### WHAT IS EXPECTED
Carry on the piece about medical marijuana edibles, picking up right after its final sentence.

### SELECTED EXCERPT
A Spoonful of Sugar Helps the Medicine Go Down

Mmmmmm. The medical marijuana edibles shown in these photos by CBS News look delicious – and what is so wrong with that?

Though I don’t regularly eat a lot of cannabis edibles, I do sometimes enjoy the overwhelming but smooth bodystone that comes with eating baked goods prepared with marijuana. When I munch-down on pot treats, I can feel the herb acting on every muscle of my body, and it is often so relaxing that I drift off to sleeplyland. The feeling, for me, is similar to taking Tylenol 3s or other drugs that contain codeine.

That’s why I get a little heartburn from reading criticisms like the one in this CBS News photo essay called “15 Medical Marijuana Munchies”. CBS claims “some medical marijuana advocates say a line has been crossed” when it comes to “packaging” pot for patients:

Marijuana is used for a variety of medical conditions, from glaucoma to cancer pain. But what’s being sold here, medical marijuana – or candy? Some marijuana advocates don’t think packaging cannabis this way is such a good idea. “Those who say marijuana is medicine had better be prepared to market it as such,” says Allen St. Pierre, executive director of the National Organization for the Reform of Marijuana Laws (NORML).

Point-per-instance localization data
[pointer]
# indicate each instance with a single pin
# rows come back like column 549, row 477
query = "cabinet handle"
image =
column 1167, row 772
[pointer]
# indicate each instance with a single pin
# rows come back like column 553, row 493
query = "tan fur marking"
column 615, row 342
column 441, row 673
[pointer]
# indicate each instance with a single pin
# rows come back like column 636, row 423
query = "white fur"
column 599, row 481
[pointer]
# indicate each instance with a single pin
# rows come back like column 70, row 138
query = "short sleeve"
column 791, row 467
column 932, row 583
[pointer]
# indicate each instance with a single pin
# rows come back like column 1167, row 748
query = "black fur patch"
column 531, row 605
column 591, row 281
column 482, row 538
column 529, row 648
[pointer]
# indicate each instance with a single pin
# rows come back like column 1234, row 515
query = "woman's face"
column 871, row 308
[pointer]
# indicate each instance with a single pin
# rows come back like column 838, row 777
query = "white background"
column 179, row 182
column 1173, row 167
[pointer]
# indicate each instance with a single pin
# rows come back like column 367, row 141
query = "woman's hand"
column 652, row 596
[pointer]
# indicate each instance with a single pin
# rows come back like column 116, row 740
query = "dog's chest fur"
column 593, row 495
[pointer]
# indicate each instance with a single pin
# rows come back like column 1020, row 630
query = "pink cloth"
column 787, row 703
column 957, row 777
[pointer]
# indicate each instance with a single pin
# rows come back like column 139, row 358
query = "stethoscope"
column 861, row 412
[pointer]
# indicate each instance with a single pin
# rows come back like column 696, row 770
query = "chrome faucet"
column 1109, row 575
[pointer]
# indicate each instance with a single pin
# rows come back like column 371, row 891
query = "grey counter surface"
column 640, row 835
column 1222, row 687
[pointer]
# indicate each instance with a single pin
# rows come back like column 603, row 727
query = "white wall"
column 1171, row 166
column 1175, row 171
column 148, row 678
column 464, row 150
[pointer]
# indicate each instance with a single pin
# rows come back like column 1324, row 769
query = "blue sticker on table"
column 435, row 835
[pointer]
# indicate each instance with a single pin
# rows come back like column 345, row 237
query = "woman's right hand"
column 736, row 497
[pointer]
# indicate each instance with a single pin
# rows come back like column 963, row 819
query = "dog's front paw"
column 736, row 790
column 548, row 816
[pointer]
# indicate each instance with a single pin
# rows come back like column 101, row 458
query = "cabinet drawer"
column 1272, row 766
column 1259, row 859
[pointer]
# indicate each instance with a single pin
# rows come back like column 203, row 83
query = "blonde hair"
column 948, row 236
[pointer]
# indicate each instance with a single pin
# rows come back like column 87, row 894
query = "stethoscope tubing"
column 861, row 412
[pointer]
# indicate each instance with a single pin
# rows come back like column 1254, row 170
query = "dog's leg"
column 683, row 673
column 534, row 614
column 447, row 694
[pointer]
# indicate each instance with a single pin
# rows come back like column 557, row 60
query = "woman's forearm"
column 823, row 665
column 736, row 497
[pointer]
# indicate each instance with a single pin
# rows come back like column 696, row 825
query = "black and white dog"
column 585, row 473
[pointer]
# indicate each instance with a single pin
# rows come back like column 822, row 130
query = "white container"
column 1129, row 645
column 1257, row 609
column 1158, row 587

### ANSWER FOR THIS EXERCISE
I believe St. Pierre was originally responding to a journalist for this story about the “Saving Kids From Dangerous Drugs Act, a bill introduced by Sen. Dianne Feinstein and passed by the Senate in late July that would double penalties for people who make or sell pot that is combined with candy, modified by flavoring or coloring, or marketed or packaged to look like a candy product:

The bill has garnered support from unexpected quarters. Allen St. Pierre, executive director of the National Organization for the Reform of Marijuana Laws (NORML), says that “those who say marijuana is medicine had better be prepared to market it as such – and not as candy.”

Further, says St. Pierre, those who sell pot-infused brownies, cookies and other “medical edibles,” or “medibles,” have reason to be worried, because, in his opinion, the bill is written broadly enough to include them. […]

Medical edibles are a very significant part of the multi-billion dollar medical marijuana industry, says St.Pierre.

And some people cross the line, especially in advertising, he says.

Some alternative papers run ads for pot in four different ice-cream flavors. “It has a child-like appeal,” he says of one such ad. “I don’t think that was the notion of people who put out this ad, but that’s what it looks like.”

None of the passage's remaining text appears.